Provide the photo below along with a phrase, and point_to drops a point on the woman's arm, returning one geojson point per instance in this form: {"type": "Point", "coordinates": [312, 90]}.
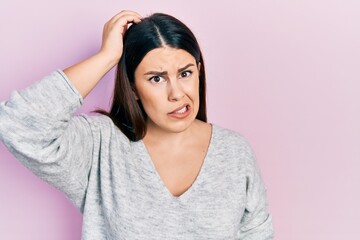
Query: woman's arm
{"type": "Point", "coordinates": [86, 74]}
{"type": "Point", "coordinates": [256, 222]}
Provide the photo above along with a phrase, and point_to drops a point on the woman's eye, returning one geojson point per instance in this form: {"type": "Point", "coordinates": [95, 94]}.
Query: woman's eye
{"type": "Point", "coordinates": [185, 74]}
{"type": "Point", "coordinates": [156, 79]}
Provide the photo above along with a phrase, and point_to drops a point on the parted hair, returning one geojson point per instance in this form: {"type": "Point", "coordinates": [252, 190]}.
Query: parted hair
{"type": "Point", "coordinates": [155, 31]}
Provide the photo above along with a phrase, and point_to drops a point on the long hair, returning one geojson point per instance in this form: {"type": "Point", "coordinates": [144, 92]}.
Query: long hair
{"type": "Point", "coordinates": [157, 30]}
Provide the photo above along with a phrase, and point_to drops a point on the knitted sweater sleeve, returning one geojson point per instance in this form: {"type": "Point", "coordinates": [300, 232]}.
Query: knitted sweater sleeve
{"type": "Point", "coordinates": [256, 223]}
{"type": "Point", "coordinates": [38, 127]}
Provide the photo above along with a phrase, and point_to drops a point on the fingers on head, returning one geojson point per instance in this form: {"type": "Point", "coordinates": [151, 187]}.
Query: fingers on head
{"type": "Point", "coordinates": [125, 17]}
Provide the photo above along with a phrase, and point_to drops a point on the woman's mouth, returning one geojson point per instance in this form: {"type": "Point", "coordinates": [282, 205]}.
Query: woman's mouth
{"type": "Point", "coordinates": [180, 112]}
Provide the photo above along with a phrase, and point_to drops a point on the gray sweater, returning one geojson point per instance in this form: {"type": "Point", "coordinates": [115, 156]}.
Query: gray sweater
{"type": "Point", "coordinates": [113, 181]}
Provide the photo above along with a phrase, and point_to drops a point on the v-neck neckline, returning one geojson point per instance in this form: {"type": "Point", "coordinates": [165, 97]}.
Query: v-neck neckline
{"type": "Point", "coordinates": [198, 179]}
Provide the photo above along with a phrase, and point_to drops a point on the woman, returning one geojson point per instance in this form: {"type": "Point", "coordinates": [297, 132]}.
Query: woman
{"type": "Point", "coordinates": [151, 168]}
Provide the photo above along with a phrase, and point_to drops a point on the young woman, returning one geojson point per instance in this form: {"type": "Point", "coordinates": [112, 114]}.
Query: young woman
{"type": "Point", "coordinates": [151, 168]}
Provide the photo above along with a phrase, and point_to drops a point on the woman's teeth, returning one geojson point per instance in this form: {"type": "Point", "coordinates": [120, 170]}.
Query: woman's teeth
{"type": "Point", "coordinates": [181, 110]}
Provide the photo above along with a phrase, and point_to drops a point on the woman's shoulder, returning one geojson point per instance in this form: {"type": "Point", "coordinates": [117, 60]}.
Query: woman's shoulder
{"type": "Point", "coordinates": [103, 125]}
{"type": "Point", "coordinates": [228, 135]}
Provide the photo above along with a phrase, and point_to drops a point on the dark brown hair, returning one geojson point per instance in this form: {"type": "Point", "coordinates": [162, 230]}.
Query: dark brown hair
{"type": "Point", "coordinates": [157, 30]}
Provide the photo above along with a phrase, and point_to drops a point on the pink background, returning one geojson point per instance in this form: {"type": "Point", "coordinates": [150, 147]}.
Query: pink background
{"type": "Point", "coordinates": [286, 74]}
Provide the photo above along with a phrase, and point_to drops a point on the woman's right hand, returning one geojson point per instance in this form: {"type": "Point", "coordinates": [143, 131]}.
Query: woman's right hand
{"type": "Point", "coordinates": [113, 33]}
{"type": "Point", "coordinates": [86, 74]}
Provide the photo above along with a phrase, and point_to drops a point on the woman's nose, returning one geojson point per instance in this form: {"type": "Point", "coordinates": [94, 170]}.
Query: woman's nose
{"type": "Point", "coordinates": [175, 90]}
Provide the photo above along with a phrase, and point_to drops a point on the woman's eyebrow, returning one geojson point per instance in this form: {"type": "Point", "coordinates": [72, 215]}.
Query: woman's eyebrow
{"type": "Point", "coordinates": [165, 72]}
{"type": "Point", "coordinates": [187, 66]}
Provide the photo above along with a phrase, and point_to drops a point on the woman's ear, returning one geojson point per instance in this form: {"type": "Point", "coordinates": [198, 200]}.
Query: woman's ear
{"type": "Point", "coordinates": [135, 93]}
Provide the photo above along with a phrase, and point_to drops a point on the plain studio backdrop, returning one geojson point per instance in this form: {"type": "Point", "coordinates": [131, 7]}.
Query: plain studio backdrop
{"type": "Point", "coordinates": [284, 73]}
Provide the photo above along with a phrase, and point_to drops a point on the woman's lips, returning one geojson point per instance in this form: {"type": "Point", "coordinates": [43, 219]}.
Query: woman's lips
{"type": "Point", "coordinates": [180, 112]}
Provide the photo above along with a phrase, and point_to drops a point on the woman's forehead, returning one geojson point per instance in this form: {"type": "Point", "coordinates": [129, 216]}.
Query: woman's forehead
{"type": "Point", "coordinates": [166, 58]}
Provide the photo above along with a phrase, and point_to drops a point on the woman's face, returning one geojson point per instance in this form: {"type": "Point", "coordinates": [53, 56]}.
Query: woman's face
{"type": "Point", "coordinates": [167, 84]}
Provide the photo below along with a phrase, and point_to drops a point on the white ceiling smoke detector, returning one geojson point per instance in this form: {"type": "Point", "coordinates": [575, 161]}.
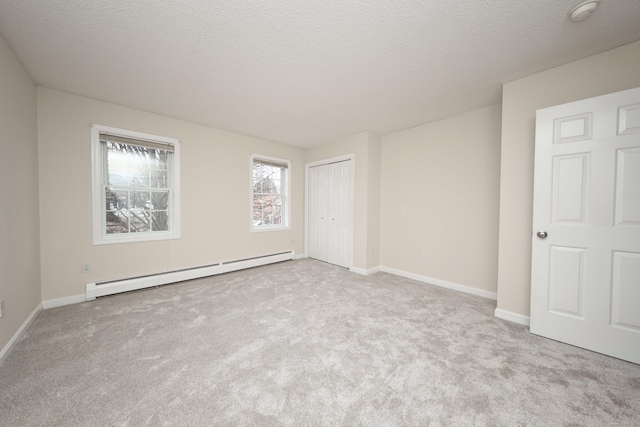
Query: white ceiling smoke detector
{"type": "Point", "coordinates": [582, 11]}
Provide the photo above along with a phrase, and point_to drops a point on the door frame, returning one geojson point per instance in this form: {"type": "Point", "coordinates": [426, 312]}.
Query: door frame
{"type": "Point", "coordinates": [337, 159]}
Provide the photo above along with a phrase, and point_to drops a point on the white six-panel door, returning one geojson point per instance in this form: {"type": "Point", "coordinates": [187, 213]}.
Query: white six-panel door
{"type": "Point", "coordinates": [340, 213]}
{"type": "Point", "coordinates": [329, 213]}
{"type": "Point", "coordinates": [585, 282]}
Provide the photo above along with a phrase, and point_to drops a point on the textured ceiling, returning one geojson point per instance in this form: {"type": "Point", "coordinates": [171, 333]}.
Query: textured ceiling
{"type": "Point", "coordinates": [303, 72]}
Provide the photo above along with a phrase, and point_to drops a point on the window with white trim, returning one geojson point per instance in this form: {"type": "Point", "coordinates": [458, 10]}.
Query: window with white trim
{"type": "Point", "coordinates": [136, 183]}
{"type": "Point", "coordinates": [269, 193]}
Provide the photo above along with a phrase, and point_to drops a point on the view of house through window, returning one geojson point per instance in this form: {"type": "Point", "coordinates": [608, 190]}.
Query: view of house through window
{"type": "Point", "coordinates": [270, 196]}
{"type": "Point", "coordinates": [137, 191]}
{"type": "Point", "coordinates": [137, 186]}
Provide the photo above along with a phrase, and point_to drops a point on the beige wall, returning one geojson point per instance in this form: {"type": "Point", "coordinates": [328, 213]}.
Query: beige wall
{"type": "Point", "coordinates": [19, 229]}
{"type": "Point", "coordinates": [439, 194]}
{"type": "Point", "coordinates": [611, 71]}
{"type": "Point", "coordinates": [215, 185]}
{"type": "Point", "coordinates": [365, 147]}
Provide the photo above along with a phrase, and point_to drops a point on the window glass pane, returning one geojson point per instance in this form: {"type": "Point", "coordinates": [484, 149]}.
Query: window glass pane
{"type": "Point", "coordinates": [117, 222]}
{"type": "Point", "coordinates": [160, 221]}
{"type": "Point", "coordinates": [134, 166]}
{"type": "Point", "coordinates": [269, 179]}
{"type": "Point", "coordinates": [160, 200]}
{"type": "Point", "coordinates": [159, 178]}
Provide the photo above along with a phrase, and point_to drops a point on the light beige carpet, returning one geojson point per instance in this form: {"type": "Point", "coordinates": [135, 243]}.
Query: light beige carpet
{"type": "Point", "coordinates": [304, 343]}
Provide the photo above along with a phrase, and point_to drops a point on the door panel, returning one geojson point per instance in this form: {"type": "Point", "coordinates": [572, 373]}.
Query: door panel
{"type": "Point", "coordinates": [585, 280]}
{"type": "Point", "coordinates": [329, 213]}
{"type": "Point", "coordinates": [340, 213]}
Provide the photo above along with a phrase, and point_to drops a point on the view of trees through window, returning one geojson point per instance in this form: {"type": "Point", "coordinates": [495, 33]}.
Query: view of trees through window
{"type": "Point", "coordinates": [268, 193]}
{"type": "Point", "coordinates": [137, 189]}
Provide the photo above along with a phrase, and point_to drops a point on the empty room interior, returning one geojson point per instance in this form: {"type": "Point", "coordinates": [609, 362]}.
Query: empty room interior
{"type": "Point", "coordinates": [320, 213]}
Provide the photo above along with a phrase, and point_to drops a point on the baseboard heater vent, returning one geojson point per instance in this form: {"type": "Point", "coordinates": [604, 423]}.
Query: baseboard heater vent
{"type": "Point", "coordinates": [95, 290]}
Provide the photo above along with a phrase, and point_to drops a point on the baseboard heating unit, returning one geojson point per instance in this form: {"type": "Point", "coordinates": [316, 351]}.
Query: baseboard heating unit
{"type": "Point", "coordinates": [95, 290]}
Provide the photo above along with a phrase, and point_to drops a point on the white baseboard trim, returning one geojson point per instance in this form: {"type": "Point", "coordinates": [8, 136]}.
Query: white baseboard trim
{"type": "Point", "coordinates": [18, 335]}
{"type": "Point", "coordinates": [512, 317]}
{"type": "Point", "coordinates": [59, 302]}
{"type": "Point", "coordinates": [441, 283]}
{"type": "Point", "coordinates": [364, 272]}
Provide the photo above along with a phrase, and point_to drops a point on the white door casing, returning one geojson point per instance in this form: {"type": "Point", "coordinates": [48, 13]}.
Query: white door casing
{"type": "Point", "coordinates": [318, 188]}
{"type": "Point", "coordinates": [339, 213]}
{"type": "Point", "coordinates": [329, 212]}
{"type": "Point", "coordinates": [585, 280]}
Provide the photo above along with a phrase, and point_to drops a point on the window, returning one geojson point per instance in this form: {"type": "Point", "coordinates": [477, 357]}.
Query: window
{"type": "Point", "coordinates": [136, 182]}
{"type": "Point", "coordinates": [270, 193]}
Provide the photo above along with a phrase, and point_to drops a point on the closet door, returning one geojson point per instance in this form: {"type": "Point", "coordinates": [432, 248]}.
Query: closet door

### GIVEN TASK
Find the line that contains "the baseboard heater" in the listing above. Retype it and every line after it up to the last, exactly, and nothing else.

### SOLUTION TO THE EXERCISE
Provide the photo above along with a phrase, and point_to drops a point on the baseboard heater vent, returning one geojson point per instance in this form: {"type": "Point", "coordinates": [604, 423]}.
Query: baseboard heater vent
{"type": "Point", "coordinates": [95, 290]}
Provide the photo above along with a phrase, and point_to drops a point on the baseboard heating unit, returning one geojson point per instance in this form: {"type": "Point", "coordinates": [316, 351]}.
Query: baseboard heating unit
{"type": "Point", "coordinates": [95, 290]}
Provide the photo above along with a phrase, and point_to drops a point on the white baseboard trim, returning one geojson point per instance in this form: {"type": "Point", "coordinates": [8, 136]}.
Query: white baseboard trim
{"type": "Point", "coordinates": [18, 335]}
{"type": "Point", "coordinates": [512, 317]}
{"type": "Point", "coordinates": [59, 302]}
{"type": "Point", "coordinates": [441, 283]}
{"type": "Point", "coordinates": [364, 272]}
Provide the photo above along with a phrase, and point_to drops a point on the white door casing, returning one geojson point per instance in this form: {"type": "Point", "coordinates": [48, 13]}.
Query: white door casing
{"type": "Point", "coordinates": [318, 188]}
{"type": "Point", "coordinates": [339, 213]}
{"type": "Point", "coordinates": [329, 212]}
{"type": "Point", "coordinates": [585, 280]}
Provide the photo above along with a phrase, and point_to drops a point on the window, returning one geojson point per instance in this form: {"type": "Point", "coordinates": [477, 357]}.
Query: window
{"type": "Point", "coordinates": [136, 182]}
{"type": "Point", "coordinates": [270, 193]}
Provide the photo above along with a phrase, and point_to drops a point on the closet door, returning one geojson point per instance in this form: {"type": "Point", "coordinates": [432, 248]}.
Query: closet door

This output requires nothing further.